**Problem to work on**
Copy out the following lines word for word, keeping every one of them unchanged.

* * * * * * *

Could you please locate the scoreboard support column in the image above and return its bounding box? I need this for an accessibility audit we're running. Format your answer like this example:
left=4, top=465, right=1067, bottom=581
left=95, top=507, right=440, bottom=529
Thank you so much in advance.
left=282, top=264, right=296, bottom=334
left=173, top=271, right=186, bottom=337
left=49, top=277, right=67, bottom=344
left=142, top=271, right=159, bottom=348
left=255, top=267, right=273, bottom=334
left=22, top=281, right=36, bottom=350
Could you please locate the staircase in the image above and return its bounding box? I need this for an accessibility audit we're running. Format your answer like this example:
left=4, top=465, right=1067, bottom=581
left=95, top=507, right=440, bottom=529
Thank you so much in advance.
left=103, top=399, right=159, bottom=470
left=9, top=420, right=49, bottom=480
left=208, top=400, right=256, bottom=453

* * * * * * *

**Expected output**
Could you please locate the scoreboard support column in the image above and return its bounding box? I need this for an accessibility audit we're running. Format your answer like this example:
left=4, top=465, right=1067, bottom=581
left=95, top=507, right=440, bottom=529
Thank you so much in advance.
left=282, top=264, right=296, bottom=334
left=173, top=271, right=186, bottom=337
left=49, top=277, right=67, bottom=344
left=142, top=271, right=159, bottom=348
left=255, top=267, right=273, bottom=334
left=22, top=281, right=36, bottom=350
Could you please locate the staircase in the image above and return its bounding box? I need this for an accessibility audit we're running. Format your answer like this example:
left=4, top=465, right=1067, bottom=581
left=95, top=507, right=440, bottom=529
Thank you so much in advance.
left=103, top=399, right=159, bottom=470
left=9, top=420, right=49, bottom=480
left=208, top=400, right=256, bottom=453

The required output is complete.